- Your task
Count how many lines in the entries below contain the string "green", matching case exactly, and reply with only that number.

═══ Material shown ═══

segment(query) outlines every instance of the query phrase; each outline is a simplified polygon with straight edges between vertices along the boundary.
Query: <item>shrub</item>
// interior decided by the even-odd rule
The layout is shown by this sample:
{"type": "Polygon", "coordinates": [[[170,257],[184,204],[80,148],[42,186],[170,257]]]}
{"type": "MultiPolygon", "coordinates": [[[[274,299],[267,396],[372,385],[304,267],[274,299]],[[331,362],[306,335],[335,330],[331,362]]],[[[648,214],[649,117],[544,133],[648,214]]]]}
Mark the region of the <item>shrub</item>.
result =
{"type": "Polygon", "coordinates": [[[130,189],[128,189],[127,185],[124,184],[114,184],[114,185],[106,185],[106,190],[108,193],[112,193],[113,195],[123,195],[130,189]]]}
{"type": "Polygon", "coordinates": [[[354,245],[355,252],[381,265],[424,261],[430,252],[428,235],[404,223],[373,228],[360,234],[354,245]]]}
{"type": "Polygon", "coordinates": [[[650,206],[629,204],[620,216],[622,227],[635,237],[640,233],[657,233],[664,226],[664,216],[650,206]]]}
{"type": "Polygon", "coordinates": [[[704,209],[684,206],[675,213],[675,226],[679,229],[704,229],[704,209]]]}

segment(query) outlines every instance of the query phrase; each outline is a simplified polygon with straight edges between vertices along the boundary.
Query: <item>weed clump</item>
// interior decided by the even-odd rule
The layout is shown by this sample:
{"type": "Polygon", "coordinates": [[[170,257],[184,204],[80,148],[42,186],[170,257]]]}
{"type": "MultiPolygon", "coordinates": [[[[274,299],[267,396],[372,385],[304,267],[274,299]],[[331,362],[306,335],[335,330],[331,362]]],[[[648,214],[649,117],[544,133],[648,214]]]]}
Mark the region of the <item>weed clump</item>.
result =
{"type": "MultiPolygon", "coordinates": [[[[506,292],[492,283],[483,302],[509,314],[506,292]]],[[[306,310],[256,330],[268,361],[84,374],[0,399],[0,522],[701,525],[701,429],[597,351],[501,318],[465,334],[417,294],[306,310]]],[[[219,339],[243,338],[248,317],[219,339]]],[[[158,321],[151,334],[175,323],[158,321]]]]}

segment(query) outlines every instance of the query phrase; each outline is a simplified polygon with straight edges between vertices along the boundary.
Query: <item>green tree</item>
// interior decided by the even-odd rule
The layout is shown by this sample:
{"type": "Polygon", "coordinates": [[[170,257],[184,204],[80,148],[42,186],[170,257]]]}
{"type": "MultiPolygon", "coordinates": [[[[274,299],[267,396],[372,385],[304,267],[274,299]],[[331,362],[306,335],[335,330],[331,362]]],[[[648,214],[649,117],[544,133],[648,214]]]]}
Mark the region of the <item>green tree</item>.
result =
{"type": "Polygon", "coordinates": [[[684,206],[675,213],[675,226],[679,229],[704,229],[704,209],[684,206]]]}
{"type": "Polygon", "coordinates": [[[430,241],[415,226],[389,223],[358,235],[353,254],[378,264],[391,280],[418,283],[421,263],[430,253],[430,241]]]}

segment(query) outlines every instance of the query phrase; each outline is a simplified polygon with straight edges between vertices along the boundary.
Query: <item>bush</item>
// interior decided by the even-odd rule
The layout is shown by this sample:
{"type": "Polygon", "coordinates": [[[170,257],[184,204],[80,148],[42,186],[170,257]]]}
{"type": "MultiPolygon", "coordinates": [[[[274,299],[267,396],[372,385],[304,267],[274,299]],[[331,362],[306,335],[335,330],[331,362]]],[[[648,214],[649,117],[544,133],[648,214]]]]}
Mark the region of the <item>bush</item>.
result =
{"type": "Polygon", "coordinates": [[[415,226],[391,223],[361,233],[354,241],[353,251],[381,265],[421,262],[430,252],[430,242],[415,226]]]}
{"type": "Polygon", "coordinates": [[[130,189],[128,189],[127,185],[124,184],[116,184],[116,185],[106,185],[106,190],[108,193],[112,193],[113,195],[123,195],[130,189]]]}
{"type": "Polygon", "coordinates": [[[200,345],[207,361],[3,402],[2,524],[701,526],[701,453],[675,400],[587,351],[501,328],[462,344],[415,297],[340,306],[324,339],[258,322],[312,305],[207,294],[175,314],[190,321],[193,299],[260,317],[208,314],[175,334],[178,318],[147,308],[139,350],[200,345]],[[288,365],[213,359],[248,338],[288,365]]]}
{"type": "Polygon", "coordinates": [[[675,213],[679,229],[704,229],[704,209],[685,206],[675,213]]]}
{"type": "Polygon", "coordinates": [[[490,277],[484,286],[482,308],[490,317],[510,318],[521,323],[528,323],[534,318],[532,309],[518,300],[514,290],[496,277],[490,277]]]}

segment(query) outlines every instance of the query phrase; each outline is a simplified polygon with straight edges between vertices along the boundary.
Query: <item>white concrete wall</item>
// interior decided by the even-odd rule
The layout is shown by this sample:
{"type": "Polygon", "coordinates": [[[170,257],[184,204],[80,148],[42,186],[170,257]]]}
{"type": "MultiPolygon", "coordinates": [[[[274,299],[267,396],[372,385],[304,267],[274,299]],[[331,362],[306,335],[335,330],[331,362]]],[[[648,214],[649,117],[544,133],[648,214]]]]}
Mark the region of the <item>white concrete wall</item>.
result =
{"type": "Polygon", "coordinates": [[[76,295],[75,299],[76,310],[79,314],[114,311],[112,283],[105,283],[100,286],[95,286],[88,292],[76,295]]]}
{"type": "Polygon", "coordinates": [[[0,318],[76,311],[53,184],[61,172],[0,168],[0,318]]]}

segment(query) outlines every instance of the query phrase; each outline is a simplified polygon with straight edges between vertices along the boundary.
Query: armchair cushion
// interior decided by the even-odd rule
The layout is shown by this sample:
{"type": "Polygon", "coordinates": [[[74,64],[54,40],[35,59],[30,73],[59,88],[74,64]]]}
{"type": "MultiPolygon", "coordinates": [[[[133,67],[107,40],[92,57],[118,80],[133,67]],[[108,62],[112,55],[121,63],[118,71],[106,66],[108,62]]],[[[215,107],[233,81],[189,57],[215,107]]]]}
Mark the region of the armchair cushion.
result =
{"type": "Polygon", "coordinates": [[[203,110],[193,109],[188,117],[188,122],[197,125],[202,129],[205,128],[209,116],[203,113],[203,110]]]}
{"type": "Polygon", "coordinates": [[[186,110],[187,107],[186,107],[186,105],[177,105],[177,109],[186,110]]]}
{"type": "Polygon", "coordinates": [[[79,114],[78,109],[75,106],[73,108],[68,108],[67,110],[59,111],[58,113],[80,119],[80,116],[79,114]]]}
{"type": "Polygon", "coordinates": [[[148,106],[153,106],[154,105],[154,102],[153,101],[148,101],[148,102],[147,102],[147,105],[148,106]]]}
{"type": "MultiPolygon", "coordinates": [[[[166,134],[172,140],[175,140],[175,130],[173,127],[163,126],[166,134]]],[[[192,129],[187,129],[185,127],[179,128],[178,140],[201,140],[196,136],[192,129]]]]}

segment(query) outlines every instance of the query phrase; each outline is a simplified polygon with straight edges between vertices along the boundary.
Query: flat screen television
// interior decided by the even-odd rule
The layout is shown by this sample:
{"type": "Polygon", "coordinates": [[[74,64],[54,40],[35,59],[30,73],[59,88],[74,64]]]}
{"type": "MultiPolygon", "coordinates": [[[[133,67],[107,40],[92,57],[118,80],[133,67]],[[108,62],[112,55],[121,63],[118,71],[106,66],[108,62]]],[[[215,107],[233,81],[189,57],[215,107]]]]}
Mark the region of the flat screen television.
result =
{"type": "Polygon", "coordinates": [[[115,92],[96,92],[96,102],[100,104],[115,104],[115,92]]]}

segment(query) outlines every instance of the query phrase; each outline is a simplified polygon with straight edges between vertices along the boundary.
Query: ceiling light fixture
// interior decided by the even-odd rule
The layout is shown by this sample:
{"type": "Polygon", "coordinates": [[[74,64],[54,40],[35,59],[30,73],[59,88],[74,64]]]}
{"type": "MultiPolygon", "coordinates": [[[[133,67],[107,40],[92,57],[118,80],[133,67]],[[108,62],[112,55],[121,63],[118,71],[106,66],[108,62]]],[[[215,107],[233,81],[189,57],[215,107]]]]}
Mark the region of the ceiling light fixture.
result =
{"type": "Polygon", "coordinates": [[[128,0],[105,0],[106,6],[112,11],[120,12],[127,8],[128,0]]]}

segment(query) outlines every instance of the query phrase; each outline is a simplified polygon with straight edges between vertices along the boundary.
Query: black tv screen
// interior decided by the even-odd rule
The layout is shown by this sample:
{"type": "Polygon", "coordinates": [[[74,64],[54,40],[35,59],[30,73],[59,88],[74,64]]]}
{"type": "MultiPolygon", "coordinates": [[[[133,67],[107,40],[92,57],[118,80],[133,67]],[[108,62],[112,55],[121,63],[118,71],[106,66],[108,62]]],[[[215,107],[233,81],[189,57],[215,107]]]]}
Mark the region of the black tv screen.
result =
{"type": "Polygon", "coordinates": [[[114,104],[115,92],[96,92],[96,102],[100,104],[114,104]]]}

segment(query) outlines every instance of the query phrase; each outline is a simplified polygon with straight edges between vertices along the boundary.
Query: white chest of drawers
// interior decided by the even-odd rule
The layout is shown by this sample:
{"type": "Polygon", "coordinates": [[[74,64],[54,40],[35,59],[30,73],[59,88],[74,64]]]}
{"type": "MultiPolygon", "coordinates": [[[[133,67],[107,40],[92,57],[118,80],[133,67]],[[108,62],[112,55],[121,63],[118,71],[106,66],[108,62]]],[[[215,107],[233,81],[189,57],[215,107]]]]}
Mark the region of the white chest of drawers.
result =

═══

- The answer
2